---------- Source passage ----------
As a singer, songwriter, and author whose incendiary music has soundtracked the Netflix show Sex Education, Ezra Furman has for years woven together stories of queer discontent and unlikely, fragile intimacies.
Ezra Furman has a knack for zeroing in on the light that sparks when struggling people find each other and ease each other's course. All Of Us Flames widens that focus to a communal scope, painting transformative connections among people who unsettle the stories power tells to sustain itself.
Produced by John Congleton, All Of Us Flames unleashes Furman's songwriting in an open, vivid sound world whose boldness heightens the music's urgency. The record arrives as the third installment in a trilogy of albums, beginning with 2018's Springsteen-inflected road saga Transangelic Exodus
and continuing with the punk rock fury of 2019's Twelve Nudes.
---------- Listed records ----------
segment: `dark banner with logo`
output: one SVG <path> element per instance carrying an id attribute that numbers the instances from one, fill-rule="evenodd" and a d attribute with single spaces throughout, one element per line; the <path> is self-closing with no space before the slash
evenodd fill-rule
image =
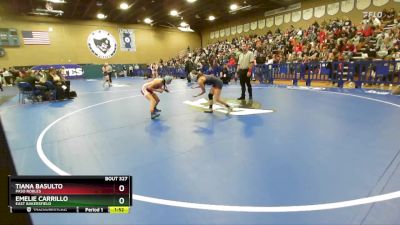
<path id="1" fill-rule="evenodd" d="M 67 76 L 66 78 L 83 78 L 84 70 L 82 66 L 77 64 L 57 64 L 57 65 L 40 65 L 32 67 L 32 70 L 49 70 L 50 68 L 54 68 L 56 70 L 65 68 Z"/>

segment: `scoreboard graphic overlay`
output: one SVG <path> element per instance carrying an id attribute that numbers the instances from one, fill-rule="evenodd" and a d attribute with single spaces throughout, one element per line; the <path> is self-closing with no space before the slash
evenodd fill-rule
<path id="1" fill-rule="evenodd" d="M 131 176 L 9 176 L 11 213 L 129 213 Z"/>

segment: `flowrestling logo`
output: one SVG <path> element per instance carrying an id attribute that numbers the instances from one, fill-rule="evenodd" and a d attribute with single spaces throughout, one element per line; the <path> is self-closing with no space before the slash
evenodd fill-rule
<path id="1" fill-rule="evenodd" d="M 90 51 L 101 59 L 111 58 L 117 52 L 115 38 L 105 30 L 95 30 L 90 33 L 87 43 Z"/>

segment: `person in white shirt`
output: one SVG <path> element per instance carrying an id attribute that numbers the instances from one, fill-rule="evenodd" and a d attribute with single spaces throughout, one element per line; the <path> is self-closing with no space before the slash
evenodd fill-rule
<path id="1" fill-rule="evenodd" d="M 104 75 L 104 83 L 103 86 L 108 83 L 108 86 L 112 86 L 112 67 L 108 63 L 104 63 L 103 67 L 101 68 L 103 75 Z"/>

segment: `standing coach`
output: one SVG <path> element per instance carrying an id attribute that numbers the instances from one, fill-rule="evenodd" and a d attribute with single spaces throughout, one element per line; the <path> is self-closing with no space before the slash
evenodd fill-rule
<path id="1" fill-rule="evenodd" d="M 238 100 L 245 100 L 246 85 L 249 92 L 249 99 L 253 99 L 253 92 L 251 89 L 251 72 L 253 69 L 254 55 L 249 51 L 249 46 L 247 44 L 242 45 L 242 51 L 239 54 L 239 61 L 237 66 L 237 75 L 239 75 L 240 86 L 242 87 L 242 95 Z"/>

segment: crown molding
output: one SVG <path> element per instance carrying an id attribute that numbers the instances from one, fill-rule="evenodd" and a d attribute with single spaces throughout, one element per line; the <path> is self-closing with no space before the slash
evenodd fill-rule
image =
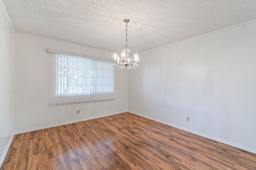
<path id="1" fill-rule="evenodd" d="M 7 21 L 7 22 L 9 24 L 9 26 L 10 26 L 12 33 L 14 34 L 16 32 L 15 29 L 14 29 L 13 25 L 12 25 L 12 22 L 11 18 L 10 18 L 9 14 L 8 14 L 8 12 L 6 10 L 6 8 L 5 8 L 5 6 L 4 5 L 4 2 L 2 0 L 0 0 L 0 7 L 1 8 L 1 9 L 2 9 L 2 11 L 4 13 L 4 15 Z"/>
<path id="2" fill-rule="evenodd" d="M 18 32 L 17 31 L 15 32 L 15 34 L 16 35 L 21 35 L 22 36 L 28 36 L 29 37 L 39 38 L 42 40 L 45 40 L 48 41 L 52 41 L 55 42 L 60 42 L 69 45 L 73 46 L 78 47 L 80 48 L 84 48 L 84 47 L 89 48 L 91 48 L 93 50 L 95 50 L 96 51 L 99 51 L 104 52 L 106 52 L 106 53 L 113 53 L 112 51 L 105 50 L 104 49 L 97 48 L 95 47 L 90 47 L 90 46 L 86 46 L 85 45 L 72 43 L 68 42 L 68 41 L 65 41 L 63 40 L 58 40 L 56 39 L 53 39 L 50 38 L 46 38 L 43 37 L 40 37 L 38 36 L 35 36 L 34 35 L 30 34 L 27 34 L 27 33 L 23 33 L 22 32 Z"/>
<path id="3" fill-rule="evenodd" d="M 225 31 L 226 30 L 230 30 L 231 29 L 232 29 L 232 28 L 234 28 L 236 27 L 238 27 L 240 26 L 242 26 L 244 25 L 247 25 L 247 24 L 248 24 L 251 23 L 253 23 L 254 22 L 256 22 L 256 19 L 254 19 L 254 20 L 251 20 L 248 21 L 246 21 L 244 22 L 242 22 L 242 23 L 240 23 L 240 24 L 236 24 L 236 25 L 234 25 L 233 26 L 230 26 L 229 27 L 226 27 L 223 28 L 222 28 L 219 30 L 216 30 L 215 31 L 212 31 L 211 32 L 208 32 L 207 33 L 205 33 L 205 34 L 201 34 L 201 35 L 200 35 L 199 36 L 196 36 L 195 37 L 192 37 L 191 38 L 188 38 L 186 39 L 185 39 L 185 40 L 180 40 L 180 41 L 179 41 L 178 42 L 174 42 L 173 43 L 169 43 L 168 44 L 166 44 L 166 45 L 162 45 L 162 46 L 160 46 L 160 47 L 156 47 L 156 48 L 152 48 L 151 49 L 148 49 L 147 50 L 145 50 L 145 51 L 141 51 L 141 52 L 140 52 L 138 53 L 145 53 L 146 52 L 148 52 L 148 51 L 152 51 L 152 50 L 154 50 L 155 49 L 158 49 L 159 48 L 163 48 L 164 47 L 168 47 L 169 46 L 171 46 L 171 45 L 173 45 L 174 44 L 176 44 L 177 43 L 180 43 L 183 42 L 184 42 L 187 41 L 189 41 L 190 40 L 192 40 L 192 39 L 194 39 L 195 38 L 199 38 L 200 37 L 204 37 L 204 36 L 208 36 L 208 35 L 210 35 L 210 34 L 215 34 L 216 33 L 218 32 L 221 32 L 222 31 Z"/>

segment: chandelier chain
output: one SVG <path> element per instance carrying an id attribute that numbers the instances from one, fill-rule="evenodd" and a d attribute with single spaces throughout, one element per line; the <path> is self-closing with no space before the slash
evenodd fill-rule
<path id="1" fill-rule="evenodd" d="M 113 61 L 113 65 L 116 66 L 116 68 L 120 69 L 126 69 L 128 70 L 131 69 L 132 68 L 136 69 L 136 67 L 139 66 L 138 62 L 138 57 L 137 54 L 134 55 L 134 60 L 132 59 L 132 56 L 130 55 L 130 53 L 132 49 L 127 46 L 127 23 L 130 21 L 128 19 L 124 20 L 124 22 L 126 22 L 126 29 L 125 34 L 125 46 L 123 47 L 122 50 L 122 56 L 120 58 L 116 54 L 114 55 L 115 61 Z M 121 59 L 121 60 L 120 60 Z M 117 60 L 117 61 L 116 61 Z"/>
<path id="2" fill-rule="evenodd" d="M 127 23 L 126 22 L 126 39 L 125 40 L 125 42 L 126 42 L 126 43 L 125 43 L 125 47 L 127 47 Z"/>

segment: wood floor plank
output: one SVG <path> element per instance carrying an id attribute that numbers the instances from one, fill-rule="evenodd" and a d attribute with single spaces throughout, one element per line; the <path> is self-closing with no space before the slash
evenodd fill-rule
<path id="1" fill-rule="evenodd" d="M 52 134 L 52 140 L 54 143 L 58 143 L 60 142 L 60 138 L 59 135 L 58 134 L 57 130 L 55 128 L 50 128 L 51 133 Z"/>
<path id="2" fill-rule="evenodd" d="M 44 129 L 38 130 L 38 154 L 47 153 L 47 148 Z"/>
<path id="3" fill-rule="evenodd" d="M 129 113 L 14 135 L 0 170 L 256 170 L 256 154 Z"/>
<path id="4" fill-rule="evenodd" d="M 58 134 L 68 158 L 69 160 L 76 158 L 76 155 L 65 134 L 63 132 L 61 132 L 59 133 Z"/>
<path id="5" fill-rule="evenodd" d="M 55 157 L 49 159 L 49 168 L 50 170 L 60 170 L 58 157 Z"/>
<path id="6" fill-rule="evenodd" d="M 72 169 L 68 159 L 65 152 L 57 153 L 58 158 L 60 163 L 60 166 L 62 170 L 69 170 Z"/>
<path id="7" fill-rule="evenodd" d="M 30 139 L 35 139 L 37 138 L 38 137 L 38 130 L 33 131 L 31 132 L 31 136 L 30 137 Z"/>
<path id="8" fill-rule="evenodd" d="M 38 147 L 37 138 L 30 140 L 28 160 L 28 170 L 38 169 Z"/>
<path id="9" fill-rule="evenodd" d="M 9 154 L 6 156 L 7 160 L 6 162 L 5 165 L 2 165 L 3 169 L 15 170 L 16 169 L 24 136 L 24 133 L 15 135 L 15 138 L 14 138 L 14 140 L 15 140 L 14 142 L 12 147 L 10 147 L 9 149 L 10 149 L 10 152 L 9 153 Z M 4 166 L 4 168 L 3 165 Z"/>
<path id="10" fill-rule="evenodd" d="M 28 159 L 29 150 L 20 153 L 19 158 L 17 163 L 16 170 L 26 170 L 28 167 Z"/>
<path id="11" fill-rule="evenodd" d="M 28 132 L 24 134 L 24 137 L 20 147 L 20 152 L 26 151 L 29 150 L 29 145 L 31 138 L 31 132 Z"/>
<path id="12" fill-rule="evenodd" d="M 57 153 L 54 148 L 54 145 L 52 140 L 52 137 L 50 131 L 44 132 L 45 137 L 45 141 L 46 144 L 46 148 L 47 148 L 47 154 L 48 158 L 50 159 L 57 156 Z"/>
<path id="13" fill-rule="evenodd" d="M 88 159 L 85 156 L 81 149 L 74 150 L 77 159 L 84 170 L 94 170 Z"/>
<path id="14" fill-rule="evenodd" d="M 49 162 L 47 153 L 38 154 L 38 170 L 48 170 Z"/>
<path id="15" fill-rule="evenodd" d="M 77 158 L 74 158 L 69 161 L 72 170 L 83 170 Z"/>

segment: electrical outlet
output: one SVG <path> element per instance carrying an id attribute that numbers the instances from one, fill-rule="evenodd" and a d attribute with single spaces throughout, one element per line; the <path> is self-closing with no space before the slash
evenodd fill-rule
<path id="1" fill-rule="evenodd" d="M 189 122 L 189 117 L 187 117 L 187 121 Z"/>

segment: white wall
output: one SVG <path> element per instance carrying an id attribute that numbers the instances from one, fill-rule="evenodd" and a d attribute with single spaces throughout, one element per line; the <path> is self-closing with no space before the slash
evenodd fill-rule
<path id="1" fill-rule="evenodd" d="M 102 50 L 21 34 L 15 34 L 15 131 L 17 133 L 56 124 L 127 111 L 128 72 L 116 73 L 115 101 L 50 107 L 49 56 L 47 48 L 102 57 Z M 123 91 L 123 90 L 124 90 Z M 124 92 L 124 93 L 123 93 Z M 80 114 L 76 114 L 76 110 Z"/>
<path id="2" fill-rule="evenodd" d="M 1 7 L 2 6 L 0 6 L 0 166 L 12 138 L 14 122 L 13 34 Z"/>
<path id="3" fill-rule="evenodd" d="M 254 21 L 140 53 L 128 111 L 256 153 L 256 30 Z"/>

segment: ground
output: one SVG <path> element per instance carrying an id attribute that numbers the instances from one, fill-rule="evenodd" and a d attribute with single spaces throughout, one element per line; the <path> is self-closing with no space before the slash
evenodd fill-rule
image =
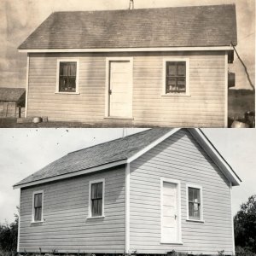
----------
Carry on the passage about Ezra Furman's album All Of Us Flames from its last sentence. The material is not needed for this.

▸ Exercise answer
Furman wrote much of All Of Us Flames during the early months of the pandemic. “I had no time alone anymore; my house was super crowded,” she says. So she drove to seek solitude, parked in arbitrary quiet spots around Massachusetts, and began to write. The songs that came flowed toward ideas of communality and networks of care, systems of survival cultivated by necessity among people who have been historically deprived of them.
“This is a first-person plural album,” Furman says. “It's a queer album for the stage of life when you start to understand that you are not a lone wolf, but depend on finding your family, your people, how you work as part of a larger whole. I wanted to make songs for use by threatened communities, and particularly the ones I belong to: trans people and Jews.”